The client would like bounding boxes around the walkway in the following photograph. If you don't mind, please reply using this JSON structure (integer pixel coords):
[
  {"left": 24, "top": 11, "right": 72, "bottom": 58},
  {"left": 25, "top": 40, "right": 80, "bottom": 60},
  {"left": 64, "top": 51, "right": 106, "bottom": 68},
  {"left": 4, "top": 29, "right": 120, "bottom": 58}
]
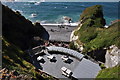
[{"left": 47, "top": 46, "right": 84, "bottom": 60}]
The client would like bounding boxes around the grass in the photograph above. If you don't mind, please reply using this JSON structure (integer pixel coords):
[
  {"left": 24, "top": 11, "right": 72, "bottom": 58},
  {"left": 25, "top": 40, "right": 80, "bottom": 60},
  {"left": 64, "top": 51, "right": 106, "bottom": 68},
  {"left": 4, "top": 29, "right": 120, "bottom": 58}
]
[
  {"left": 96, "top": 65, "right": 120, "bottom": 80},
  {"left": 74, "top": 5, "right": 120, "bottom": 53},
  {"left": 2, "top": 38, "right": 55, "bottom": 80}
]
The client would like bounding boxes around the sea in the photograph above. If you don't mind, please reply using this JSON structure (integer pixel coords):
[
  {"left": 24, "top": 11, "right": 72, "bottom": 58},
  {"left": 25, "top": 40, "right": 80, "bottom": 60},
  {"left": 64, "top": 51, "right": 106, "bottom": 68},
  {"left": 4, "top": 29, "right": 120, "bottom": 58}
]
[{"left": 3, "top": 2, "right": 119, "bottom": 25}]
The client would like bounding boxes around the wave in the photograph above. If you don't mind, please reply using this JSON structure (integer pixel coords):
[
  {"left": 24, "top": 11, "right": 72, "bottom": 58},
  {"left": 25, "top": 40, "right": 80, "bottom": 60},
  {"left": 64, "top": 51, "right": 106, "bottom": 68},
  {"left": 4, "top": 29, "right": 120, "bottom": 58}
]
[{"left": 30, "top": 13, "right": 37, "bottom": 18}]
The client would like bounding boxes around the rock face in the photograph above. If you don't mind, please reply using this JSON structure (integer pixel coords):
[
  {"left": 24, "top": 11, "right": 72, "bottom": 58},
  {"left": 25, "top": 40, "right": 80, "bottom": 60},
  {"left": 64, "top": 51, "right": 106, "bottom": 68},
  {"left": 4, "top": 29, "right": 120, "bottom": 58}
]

Given task: Collect every line from the items above that contains the word "following", counting only matches with the same capitalization.

Finished answer:
The client would like bounding boxes around the walkway in the following photograph. If you don't mind, please reply using this JSON structure (integer pixel coords):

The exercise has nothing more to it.